• [EXERCISE GOAL]: Please copy the items from the first one through the line containing "[(338, 337)]", substituting "cement" for every "concrete" and leaving everything else unchanged.

━━━ MATERIALS PROVIDED ━━━

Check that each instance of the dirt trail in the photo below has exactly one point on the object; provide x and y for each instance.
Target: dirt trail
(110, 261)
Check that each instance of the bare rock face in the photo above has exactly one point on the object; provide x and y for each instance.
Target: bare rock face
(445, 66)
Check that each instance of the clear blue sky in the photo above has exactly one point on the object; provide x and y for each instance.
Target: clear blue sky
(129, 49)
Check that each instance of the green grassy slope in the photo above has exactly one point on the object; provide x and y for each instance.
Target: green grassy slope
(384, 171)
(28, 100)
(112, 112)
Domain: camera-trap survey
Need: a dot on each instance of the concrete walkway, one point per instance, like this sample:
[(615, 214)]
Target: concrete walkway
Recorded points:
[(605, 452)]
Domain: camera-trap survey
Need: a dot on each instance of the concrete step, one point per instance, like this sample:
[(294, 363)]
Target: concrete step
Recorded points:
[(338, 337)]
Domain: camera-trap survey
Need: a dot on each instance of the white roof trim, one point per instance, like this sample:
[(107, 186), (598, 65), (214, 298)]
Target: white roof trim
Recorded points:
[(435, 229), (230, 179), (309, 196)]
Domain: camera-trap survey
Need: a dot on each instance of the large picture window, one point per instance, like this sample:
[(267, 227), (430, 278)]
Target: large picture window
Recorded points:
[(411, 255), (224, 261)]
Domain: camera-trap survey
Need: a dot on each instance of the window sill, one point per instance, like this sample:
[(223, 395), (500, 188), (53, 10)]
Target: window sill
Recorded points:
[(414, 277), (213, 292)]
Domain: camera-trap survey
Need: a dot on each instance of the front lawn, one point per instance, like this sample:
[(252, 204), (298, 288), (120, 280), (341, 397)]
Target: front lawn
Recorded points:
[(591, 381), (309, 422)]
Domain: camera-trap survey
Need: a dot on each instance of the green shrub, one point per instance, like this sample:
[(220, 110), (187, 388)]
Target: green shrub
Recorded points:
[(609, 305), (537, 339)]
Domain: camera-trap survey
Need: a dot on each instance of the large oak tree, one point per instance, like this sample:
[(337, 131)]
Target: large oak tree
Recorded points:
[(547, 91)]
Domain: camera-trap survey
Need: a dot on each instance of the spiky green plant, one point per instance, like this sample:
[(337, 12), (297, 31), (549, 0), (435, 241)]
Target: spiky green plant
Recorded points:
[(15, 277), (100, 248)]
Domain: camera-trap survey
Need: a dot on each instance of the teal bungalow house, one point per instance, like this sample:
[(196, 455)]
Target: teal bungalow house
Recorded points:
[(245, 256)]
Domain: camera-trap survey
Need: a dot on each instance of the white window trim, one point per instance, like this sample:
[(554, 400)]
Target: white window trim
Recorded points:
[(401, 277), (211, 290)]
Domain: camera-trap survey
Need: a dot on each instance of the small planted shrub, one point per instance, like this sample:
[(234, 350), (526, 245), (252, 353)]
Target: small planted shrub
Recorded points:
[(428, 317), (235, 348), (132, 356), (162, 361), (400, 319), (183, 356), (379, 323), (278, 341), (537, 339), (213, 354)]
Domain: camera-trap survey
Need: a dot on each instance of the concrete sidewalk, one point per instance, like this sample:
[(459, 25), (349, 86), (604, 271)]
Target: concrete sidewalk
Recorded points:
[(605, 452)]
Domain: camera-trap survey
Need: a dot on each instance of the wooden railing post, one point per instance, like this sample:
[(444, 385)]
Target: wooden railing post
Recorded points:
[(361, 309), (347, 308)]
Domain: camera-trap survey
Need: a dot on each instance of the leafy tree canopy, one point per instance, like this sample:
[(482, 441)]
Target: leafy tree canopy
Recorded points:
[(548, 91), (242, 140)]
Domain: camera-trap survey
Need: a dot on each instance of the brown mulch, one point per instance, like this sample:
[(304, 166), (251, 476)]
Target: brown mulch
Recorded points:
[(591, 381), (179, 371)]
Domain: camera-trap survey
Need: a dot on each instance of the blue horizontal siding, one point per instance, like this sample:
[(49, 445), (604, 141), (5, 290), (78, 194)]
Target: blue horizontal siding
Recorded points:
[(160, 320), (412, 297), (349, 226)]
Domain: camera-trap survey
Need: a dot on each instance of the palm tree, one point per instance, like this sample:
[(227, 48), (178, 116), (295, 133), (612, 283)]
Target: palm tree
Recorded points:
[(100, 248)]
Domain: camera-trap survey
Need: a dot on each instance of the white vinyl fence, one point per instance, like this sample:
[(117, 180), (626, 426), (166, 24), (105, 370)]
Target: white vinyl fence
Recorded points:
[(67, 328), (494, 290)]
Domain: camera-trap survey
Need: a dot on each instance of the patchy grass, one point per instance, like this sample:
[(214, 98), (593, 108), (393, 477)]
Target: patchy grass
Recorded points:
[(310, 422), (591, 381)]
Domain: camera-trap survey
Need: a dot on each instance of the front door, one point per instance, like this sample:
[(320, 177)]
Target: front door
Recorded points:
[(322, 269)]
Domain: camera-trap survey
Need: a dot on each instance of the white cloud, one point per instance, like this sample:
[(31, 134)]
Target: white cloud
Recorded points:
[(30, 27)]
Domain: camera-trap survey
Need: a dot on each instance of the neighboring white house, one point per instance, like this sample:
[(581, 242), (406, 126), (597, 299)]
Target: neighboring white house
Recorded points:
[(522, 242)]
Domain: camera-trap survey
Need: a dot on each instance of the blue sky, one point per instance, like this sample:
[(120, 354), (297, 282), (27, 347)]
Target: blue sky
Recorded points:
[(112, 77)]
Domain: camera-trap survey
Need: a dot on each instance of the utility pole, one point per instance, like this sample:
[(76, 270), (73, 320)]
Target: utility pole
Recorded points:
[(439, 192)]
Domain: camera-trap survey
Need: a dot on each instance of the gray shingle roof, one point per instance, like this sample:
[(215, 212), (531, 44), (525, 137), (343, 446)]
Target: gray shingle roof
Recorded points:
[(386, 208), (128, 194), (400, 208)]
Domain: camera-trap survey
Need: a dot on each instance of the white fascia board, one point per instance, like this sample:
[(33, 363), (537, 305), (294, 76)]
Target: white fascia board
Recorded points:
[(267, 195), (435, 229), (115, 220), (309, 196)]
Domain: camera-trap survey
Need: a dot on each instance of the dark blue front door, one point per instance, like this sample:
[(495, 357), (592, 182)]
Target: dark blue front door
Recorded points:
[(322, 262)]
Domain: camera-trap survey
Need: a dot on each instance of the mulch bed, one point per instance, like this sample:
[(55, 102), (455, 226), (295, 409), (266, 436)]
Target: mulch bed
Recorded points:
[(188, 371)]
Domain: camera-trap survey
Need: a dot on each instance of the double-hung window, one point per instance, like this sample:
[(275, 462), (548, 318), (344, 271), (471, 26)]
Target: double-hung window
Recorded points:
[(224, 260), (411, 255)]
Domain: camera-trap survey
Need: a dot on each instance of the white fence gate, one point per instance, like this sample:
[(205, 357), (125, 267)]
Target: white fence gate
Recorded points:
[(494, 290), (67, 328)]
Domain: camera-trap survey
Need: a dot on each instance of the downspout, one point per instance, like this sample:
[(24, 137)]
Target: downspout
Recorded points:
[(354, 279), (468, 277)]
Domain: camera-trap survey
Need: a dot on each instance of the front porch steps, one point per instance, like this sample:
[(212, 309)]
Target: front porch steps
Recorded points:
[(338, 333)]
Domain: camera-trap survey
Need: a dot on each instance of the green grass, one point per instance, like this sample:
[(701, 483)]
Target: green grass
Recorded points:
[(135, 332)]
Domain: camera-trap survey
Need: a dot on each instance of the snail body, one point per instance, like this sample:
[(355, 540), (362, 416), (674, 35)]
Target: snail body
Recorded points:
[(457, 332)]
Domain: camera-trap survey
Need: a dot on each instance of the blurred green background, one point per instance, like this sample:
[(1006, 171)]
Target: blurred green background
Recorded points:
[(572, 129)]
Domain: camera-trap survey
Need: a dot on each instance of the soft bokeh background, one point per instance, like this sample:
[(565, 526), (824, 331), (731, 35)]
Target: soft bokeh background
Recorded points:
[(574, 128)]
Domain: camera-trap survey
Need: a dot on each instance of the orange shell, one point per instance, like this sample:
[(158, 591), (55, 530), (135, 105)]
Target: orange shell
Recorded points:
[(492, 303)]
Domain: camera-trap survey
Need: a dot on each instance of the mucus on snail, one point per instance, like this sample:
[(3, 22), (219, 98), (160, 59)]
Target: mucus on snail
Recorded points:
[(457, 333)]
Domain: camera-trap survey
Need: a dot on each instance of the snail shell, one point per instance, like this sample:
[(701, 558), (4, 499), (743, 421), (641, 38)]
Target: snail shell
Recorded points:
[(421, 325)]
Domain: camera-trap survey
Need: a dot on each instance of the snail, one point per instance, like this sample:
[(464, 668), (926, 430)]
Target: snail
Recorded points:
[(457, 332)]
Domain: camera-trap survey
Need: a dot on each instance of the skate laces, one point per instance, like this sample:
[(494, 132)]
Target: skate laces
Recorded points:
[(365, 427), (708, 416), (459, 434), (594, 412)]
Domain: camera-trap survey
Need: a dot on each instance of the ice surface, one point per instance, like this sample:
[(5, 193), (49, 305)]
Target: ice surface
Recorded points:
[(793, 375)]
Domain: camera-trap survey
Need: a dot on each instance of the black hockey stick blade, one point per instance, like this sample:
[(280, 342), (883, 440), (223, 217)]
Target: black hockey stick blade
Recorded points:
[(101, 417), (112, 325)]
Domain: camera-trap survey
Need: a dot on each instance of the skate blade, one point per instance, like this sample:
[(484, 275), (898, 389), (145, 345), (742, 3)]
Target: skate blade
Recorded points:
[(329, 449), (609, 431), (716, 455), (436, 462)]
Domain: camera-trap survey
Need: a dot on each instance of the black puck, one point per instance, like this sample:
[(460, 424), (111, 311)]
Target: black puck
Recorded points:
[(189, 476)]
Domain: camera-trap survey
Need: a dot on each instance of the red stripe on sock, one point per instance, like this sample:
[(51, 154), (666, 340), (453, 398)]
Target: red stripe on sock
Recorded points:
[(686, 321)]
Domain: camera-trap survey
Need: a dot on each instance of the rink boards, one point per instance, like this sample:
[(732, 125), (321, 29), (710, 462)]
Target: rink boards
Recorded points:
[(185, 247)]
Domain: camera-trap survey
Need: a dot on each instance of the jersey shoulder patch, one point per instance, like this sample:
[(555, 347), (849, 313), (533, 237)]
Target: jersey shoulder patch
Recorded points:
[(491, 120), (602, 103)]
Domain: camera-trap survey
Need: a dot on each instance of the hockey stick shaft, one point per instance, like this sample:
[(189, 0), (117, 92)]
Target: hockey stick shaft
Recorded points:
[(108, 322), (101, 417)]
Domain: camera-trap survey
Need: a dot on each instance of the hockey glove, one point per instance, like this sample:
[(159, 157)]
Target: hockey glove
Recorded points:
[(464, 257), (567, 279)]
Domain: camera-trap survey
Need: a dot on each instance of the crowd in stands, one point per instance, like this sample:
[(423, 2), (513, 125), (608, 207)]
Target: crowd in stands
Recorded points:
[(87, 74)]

━━━

• [CORRECT ANSWER]:
Check that each instance of the dirt trail in the photo below has exactly one point on the object; provide x and y for each instance.
Target: dirt trail
(110, 261)
Check that each instance of the bare rock face in the photo above has exactly one point on the object; provide x and y for each instance.
Target: bare rock face
(445, 66)
Check that each instance of the clear blue sky in the photo above has exactly one point on the object; provide x and y for each instance.
Target: clear blue sky
(129, 49)
Check that each instance of the green grassy slope in the photo above has exactly one point on the object; provide x and y for each instance.
Target: green grassy slope
(384, 171)
(28, 100)
(112, 112)
Domain: camera-trap survey
Need: a dot on each instance of the cement walkway, one point per instance, like this sample:
[(615, 214)]
Target: cement walkway
Recorded points:
[(605, 452)]
Domain: camera-trap survey
Need: a dot on each instance of the cement step, one point per instance, like this sample:
[(294, 363)]
Target: cement step
Recorded points:
[(338, 337)]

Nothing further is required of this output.